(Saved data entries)
** BEGIN **

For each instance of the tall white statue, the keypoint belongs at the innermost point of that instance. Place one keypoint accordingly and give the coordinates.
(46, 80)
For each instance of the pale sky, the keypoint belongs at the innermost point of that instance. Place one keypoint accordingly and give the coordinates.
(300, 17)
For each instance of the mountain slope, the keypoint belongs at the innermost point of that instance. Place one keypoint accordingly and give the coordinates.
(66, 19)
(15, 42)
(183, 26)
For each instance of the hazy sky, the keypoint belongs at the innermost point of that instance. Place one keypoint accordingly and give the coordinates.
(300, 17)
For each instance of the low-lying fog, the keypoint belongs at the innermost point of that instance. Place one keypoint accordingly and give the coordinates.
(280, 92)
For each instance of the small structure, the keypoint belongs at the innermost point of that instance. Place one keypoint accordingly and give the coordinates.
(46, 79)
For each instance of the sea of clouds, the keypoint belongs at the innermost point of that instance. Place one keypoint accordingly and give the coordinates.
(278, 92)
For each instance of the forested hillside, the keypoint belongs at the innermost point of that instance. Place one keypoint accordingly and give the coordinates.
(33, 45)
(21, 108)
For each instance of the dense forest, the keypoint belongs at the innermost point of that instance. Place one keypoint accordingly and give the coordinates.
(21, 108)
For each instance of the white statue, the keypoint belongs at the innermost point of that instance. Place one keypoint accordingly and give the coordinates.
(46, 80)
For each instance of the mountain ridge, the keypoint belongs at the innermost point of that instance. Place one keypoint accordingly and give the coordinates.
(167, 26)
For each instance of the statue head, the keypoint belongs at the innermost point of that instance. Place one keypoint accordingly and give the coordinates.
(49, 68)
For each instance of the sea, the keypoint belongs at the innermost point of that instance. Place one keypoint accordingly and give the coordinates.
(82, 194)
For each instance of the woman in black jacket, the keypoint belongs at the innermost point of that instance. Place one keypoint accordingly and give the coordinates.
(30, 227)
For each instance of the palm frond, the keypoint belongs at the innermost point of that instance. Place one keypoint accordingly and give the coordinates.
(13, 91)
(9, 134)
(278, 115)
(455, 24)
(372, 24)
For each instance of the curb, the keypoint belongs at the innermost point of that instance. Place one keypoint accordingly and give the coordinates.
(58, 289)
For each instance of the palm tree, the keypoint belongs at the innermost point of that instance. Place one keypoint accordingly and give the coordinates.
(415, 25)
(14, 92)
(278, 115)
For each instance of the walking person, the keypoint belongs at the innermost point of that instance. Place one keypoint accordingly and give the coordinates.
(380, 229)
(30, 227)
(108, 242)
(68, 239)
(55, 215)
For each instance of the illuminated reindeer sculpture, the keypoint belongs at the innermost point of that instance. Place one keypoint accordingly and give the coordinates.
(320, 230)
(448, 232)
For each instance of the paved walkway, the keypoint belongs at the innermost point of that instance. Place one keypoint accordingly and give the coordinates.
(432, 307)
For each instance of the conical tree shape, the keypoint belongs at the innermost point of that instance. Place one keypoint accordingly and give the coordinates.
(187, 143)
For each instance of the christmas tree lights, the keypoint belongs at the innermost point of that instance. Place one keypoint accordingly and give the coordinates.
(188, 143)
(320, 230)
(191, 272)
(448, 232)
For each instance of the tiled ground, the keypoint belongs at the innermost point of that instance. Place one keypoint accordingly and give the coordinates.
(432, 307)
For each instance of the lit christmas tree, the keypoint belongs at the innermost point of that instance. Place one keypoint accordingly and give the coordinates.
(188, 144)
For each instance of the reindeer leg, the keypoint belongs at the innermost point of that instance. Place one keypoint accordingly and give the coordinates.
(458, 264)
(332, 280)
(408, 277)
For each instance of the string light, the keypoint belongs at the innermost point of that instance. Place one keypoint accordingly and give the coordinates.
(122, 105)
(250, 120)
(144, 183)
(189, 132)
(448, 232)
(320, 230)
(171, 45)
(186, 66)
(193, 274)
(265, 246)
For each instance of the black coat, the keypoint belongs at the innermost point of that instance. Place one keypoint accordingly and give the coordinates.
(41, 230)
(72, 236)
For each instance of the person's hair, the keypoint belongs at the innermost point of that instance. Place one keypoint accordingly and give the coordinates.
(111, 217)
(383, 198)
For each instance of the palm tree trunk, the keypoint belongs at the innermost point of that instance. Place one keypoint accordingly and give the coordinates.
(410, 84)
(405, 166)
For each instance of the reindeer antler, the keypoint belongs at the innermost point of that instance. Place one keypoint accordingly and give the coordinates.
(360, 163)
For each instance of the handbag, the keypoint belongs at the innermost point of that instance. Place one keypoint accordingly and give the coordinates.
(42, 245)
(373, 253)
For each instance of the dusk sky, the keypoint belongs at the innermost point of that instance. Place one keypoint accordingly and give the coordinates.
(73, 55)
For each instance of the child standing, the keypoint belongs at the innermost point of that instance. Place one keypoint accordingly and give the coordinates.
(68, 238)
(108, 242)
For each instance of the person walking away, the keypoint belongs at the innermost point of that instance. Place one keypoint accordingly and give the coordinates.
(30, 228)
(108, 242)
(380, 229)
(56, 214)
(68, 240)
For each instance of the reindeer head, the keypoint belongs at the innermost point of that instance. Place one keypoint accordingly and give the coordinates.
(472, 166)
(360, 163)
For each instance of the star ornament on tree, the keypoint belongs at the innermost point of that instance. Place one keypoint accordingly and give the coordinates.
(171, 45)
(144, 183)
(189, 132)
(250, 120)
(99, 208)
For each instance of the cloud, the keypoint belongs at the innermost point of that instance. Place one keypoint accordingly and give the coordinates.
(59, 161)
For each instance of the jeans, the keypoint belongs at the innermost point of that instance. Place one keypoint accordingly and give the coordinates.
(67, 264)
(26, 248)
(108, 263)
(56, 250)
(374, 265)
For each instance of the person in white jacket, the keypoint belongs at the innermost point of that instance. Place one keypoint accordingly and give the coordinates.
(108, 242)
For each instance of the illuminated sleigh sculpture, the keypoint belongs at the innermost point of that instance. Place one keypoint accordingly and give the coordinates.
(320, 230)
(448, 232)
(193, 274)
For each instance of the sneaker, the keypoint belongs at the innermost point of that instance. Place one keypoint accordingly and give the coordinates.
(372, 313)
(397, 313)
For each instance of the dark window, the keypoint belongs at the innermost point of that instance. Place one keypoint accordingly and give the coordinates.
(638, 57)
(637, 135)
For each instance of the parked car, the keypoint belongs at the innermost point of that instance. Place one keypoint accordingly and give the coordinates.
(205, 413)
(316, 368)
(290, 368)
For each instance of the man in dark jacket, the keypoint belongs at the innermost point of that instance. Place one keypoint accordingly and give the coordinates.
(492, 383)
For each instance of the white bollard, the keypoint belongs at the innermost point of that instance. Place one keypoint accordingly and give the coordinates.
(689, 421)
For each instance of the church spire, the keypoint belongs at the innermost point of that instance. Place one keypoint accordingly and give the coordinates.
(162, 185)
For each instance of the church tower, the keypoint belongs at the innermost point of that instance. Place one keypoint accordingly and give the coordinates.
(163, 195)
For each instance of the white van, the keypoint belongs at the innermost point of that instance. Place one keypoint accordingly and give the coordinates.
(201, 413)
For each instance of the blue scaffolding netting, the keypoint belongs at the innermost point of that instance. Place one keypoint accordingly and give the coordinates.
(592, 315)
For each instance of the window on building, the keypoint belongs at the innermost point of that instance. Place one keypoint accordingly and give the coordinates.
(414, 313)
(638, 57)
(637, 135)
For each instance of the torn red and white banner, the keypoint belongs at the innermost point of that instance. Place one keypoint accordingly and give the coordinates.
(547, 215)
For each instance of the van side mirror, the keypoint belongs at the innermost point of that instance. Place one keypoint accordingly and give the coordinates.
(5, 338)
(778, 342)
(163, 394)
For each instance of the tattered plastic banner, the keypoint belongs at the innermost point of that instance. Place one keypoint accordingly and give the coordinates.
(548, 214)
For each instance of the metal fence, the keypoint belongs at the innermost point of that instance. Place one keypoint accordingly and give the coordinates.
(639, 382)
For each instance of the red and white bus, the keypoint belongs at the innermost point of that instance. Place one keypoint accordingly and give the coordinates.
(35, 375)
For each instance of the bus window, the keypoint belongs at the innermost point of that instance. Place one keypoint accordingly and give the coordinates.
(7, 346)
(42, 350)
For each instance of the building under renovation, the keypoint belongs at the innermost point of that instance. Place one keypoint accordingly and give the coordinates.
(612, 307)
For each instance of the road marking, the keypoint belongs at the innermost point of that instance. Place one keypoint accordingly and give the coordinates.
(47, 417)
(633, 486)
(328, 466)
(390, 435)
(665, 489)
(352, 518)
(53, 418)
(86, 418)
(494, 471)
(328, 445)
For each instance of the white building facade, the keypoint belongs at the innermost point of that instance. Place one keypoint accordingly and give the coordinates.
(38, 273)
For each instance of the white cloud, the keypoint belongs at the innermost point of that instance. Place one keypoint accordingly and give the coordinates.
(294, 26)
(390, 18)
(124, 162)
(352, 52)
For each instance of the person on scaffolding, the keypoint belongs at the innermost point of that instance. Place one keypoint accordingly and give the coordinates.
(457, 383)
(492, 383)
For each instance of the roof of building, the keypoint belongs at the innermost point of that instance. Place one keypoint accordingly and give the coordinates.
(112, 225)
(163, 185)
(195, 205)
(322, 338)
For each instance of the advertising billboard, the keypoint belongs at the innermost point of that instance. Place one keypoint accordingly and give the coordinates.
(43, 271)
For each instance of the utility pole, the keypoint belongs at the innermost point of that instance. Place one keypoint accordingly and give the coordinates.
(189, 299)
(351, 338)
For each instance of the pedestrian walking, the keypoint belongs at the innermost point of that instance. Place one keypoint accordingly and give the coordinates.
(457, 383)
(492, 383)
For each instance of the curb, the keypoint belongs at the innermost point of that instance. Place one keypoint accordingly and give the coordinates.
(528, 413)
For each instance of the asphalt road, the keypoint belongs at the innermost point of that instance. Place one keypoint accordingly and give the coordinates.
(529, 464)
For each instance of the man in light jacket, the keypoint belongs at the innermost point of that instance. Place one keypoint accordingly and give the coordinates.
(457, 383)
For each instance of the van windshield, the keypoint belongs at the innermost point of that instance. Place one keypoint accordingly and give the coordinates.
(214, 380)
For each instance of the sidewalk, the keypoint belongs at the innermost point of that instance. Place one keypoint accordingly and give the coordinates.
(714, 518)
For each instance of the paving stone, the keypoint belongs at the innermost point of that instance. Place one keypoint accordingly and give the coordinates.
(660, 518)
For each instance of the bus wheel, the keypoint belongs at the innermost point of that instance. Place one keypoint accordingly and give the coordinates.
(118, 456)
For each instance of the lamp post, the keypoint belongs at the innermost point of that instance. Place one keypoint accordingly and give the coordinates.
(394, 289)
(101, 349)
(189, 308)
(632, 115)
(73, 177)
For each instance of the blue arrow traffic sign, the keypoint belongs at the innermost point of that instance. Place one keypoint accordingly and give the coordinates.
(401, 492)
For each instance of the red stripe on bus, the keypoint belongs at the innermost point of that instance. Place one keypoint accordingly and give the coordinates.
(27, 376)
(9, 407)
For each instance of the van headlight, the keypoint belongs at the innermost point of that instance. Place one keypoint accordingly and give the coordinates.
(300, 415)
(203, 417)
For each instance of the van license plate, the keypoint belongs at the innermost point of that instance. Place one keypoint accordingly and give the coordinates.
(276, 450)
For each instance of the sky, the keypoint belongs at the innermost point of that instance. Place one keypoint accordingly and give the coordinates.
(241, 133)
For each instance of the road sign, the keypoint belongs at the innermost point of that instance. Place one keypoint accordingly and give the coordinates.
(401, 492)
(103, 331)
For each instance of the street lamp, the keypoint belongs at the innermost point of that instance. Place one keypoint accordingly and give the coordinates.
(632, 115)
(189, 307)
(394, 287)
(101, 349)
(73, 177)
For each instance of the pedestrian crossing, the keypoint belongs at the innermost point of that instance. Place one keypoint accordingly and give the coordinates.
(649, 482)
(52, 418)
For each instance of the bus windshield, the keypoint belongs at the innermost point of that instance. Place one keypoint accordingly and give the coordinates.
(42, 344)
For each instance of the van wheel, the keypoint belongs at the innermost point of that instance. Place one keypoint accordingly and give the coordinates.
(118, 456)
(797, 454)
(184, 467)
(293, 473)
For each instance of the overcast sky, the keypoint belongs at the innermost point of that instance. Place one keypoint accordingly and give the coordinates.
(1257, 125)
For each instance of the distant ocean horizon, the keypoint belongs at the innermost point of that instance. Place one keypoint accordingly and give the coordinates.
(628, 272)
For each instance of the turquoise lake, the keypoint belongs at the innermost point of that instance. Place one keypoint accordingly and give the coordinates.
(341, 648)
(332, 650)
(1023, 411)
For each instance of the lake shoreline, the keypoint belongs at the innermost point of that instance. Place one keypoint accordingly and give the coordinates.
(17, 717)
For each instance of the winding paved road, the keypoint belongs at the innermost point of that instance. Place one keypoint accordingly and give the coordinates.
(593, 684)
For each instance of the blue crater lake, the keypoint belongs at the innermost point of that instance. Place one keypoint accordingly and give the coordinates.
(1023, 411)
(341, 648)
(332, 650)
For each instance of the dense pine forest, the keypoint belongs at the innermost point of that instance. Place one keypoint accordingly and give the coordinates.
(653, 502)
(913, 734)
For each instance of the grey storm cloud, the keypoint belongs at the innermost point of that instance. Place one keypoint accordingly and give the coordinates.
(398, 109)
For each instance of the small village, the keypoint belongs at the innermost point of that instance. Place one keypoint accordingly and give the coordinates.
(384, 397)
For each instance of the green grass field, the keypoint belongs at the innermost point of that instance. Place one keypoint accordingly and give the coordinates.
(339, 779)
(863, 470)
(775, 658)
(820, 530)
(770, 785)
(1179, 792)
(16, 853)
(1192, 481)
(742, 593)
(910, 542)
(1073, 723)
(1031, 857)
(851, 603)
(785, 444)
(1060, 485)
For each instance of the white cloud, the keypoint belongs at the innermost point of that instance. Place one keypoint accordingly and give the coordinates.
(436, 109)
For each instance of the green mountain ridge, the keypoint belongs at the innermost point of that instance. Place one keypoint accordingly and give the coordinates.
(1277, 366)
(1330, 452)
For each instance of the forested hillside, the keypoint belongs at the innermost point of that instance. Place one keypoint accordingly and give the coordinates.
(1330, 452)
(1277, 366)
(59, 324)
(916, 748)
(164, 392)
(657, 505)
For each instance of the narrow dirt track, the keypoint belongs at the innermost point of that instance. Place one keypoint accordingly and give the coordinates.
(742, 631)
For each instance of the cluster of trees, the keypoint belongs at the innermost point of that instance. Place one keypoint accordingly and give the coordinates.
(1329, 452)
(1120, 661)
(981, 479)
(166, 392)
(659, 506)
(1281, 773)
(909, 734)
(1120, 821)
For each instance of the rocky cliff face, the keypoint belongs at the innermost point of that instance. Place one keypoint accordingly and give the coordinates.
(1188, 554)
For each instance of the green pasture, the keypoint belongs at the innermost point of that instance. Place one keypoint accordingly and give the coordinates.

** END **

* Required task *
Everything from the line containing "For each instance of the cluster" through the final line of the listing, inclusive, must be reproduced exactly; leave out the rest.

* Result of the exercise *
For each instance of the cluster of trees, the keypoint belongs at the innermost point of that instance. Place one keypoint accordingly and give the coordinates.
(1329, 452)
(1120, 661)
(981, 479)
(166, 392)
(659, 506)
(1281, 773)
(909, 734)
(1120, 821)
For each instance of the rocky cliff face, the keypoint belongs at the innermost point of that instance. Place one keypoint accordingly and give the coordinates.
(1188, 554)
For each instance of the green pasture, the keypoint belongs at the innermost point of that instance. Place one keypoint accordingly and give the coordinates.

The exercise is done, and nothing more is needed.